Start of Data for this exercise

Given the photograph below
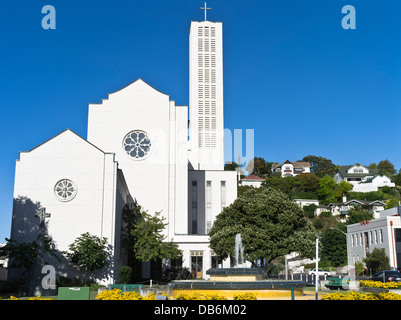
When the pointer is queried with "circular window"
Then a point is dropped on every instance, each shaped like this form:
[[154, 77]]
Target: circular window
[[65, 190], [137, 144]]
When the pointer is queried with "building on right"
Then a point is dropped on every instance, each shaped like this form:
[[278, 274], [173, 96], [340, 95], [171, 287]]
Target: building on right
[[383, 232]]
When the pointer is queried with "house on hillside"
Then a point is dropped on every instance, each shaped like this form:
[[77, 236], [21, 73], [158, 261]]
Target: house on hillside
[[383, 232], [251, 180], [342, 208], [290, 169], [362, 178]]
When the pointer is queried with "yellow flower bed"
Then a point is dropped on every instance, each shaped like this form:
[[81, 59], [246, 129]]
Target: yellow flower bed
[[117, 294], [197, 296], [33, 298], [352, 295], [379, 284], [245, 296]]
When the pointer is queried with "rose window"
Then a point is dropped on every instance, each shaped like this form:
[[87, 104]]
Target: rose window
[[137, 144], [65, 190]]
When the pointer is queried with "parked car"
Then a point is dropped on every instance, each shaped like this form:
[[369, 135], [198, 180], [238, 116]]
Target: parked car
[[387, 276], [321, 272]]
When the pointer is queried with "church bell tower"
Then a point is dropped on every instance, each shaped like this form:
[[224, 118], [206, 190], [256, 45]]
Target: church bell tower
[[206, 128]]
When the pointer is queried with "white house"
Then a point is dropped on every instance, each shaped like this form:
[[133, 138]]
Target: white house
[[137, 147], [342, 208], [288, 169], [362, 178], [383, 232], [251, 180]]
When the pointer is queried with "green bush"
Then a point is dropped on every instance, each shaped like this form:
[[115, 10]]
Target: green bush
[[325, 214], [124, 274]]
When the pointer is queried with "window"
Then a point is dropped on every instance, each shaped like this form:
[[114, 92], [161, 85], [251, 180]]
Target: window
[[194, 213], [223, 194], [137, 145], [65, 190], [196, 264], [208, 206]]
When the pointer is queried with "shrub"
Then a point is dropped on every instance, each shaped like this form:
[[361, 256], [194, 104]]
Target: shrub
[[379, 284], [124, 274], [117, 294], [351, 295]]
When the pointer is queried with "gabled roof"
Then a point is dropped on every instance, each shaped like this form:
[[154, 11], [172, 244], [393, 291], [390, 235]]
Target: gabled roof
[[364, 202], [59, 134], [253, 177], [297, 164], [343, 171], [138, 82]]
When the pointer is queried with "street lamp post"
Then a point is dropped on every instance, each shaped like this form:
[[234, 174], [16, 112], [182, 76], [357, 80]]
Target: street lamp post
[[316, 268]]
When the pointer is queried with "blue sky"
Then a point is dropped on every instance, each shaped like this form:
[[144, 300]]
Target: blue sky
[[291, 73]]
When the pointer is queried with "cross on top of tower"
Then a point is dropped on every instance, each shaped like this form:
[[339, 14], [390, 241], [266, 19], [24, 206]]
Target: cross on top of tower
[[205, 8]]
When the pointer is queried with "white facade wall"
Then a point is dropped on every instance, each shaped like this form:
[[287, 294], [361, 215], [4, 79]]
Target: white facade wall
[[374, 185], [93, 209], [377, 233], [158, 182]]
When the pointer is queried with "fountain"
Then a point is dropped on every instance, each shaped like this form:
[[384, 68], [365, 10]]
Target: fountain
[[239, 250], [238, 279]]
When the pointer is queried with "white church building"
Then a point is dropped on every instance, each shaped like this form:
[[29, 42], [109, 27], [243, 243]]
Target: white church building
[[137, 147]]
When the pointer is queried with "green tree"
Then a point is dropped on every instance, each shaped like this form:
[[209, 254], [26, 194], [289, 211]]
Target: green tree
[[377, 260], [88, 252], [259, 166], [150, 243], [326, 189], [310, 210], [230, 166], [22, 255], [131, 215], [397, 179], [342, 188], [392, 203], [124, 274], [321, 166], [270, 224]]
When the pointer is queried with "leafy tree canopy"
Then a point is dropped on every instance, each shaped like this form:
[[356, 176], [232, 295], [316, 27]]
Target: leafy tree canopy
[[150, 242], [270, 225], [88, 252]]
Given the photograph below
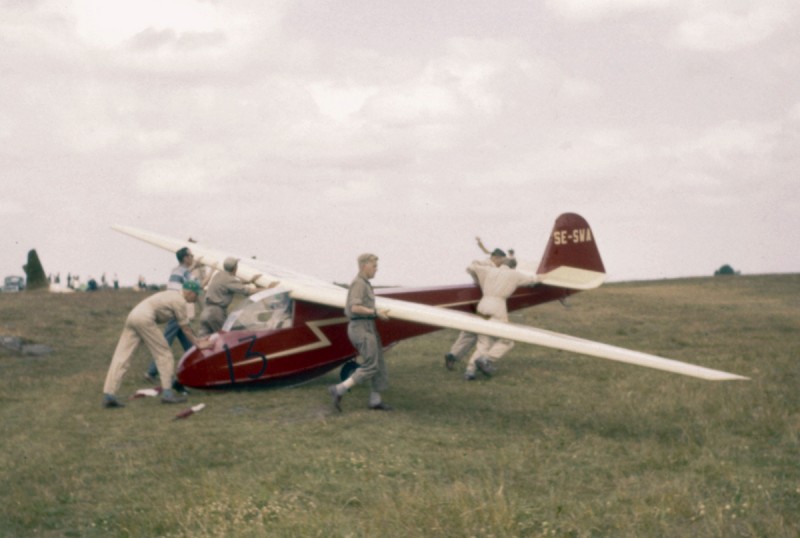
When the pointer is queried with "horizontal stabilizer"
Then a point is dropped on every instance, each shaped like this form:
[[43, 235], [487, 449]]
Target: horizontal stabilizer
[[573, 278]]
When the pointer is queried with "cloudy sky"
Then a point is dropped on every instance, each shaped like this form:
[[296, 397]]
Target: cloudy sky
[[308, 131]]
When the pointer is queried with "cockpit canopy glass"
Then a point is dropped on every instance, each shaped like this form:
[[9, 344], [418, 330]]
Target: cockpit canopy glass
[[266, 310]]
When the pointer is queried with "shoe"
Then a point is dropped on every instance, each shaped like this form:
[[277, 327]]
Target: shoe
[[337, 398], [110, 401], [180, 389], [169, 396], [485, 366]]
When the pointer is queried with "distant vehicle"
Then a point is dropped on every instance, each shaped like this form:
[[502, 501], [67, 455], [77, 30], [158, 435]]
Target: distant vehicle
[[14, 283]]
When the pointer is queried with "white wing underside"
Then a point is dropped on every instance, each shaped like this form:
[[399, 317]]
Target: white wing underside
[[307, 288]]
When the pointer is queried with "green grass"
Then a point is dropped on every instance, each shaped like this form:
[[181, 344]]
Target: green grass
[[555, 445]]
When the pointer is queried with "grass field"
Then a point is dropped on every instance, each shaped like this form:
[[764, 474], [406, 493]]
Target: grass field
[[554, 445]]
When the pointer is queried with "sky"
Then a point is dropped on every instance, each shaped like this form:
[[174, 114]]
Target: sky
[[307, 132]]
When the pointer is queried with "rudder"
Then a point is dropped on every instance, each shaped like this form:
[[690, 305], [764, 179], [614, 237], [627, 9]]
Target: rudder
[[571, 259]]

End of Data for this exercise

• [Your objective]:
Repeat every entry above exactly as written and omit any pictures it holds.

• [Problem solution]:
Given the photograph below
When the pointer is queried with "circular window"
Then a point is dropped on every instance, each shaped like this form:
[[154, 77]]
Target: circular window
[[65, 190], [137, 144]]
When the pointer is queried with "building on right"
Then a point is dropped on every instance, each shaped like this form:
[[278, 274], [173, 96], [340, 95], [171, 287]]
Target: building on right
[[383, 232]]
When the pointer is queried with "house on hillside"
Then a point is dropped on every instance, each shaped like this form:
[[77, 236], [21, 73], [158, 261]]
Target: house on hillside
[[383, 232], [251, 180], [342, 208], [290, 169], [362, 178]]
When the pointer is queried with "yellow flower bed"
Then a point is dropped on every instance, each shaped like this form:
[[81, 59], [246, 129]]
Target: yellow flower bed
[[117, 294], [197, 296], [33, 298], [352, 295], [379, 284], [245, 296]]
When the pointer is queried with "rose window"
Then a point is dropped on every instance, each shaped like this form:
[[87, 104]]
Target: rose window
[[137, 144], [65, 190]]
When the pointer is queried with "parked car"
Then a point is dropped on every instance, each shaped like this form:
[[369, 135], [198, 180], [238, 116]]
Target: parked car
[[387, 276], [321, 272]]
When the pointer is queried with "church bell tower"
Then a point is dropped on every instance, each shaped like this form:
[[224, 118], [206, 190], [256, 45]]
Target: church bell tower
[[206, 128]]
When the pointer is queried with "white house"
Then a point is dropped on every instance, each shaped like this form:
[[133, 138]]
Target: white house
[[137, 147], [342, 208], [288, 169], [362, 178], [383, 232], [251, 180]]
When the pointer is queried with "green bush"
Then a point is dropped on every instance, each shaped like this form:
[[115, 10]]
Target: green bush
[[325, 214], [124, 274]]
When the pointer is queried with "window"
Then a point is dropped on every instance, each shaped like this form:
[[114, 92], [161, 85], [251, 180]]
Target: window
[[194, 213], [223, 194], [137, 145], [65, 190], [196, 264], [208, 206]]
When the pointer is queried with "shrub"
Then a point is dropped on every instance, each shaped like this form:
[[361, 256], [194, 104]]
Target: shrub
[[379, 284], [124, 274], [117, 294], [351, 295]]
When the pointer is queried with "gabled roof"
Then a point is dropped on every instance, each shaped like this form:
[[154, 11], [172, 244], [393, 291], [390, 235]]
Target: gabled roof
[[364, 202], [59, 134], [253, 177], [297, 164], [343, 171], [138, 82]]
When the pointer is queried with "street lamp post"
Then a point is dropped on every instance, each shaped like this form:
[[234, 174], [16, 112], [182, 76], [357, 80]]
Target: street lamp post
[[316, 268]]
When the pointer is queried with "blue sky"
Then a point is dropped on every instance, each shaped like this form:
[[144, 300]]
Target: blue sky
[[291, 73]]
When the pointer is queried with "cross on top of tower"
Then a point is dropped on every instance, each shaped like this form:
[[339, 14], [390, 241], [266, 19], [24, 206]]
Target: cross on top of tower
[[205, 8]]
When the pointer is queried with "white facade wall"
Then a point is dropped on every instance, each shaped like this form:
[[287, 294], [361, 215], [4, 79]]
Target: white facade wall
[[374, 185], [93, 209], [377, 233], [158, 182]]
When the pointer is queried with "fountain"
Then a point is dropped on every instance, each shaped like this form:
[[384, 68], [365, 10]]
Target: fountain
[[239, 250], [238, 279]]
When the pointer is queried with "white church building"
Then a point is dropped on every instance, each shaped like this form:
[[29, 42], [109, 27], [243, 243]]
Target: white church building
[[137, 147]]
When the pointer is queried with "green tree"
Then a point is dropped on every instance, each shaped like this form:
[[209, 254], [26, 194], [289, 211]]
Target: green tree
[[377, 260], [88, 252], [259, 166], [150, 243], [326, 189], [310, 210], [230, 166], [22, 255], [131, 215], [397, 179], [342, 188], [392, 203], [124, 274], [321, 166], [270, 224]]
When the pointer is queried with "leafy tree canopy"
Then a point is dropped on every instance, each shaped like this form:
[[356, 176], [232, 295], [316, 27]]
Target: leafy tree canopy
[[150, 242], [270, 225], [88, 252]]
Given the photograph below
When the pointer is queried with "horizontal stabilizer"
Then a point is dropped on every instance, each shaped like this form:
[[43, 235], [487, 449]]
Target: horizontal stabilizer
[[573, 278]]
When the pointer is queried with "cloudy sky"
Then a point is dropped on every instance, each shaped like this form:
[[296, 397]]
Target: cloudy sky
[[308, 131]]
When the pointer is queried with "cockpit canopy glass"
Then a point is dropped on every instance, each shaped like this form:
[[9, 344], [418, 330]]
Target: cockpit canopy glass
[[266, 310]]
When the pointer is queried with "shoe"
Then a point is dropped on every instance, each shaped like this form:
[[277, 327]]
Target: shoe
[[337, 398], [110, 401], [180, 389], [169, 396], [485, 366]]
When the pointer is queried with "distant vehicle"
Then a point is dropped on every instance, each shaped like this form:
[[502, 501], [67, 455], [77, 30], [158, 435]]
Target: distant vehicle
[[14, 283]]
When the pointer is queried with "white wing underside"
Then a point is dropped on every instance, each shaped like this form:
[[399, 317]]
Target: white wing underside
[[307, 288]]
When the pointer is queried with "green grass"
Then a point is dropped on every instance, each shaped like this form:
[[181, 344]]
Target: green grass
[[555, 445]]
When the pointer is queried with "grass field"
Then a point is dropped on every instance, each shaped like this form:
[[764, 474], [406, 493]]
Target: grass field
[[554, 445]]
When the pointer is queried with "sky"
Then a point is dropped on every instance, each shaped like this form:
[[174, 114]]
Target: sky
[[307, 132]]
When the pointer is queried with "rudder"
Then a point is dropped on every instance, each shaped like this form:
[[690, 305], [764, 179], [614, 237], [627, 9]]
Target: rudder
[[571, 259]]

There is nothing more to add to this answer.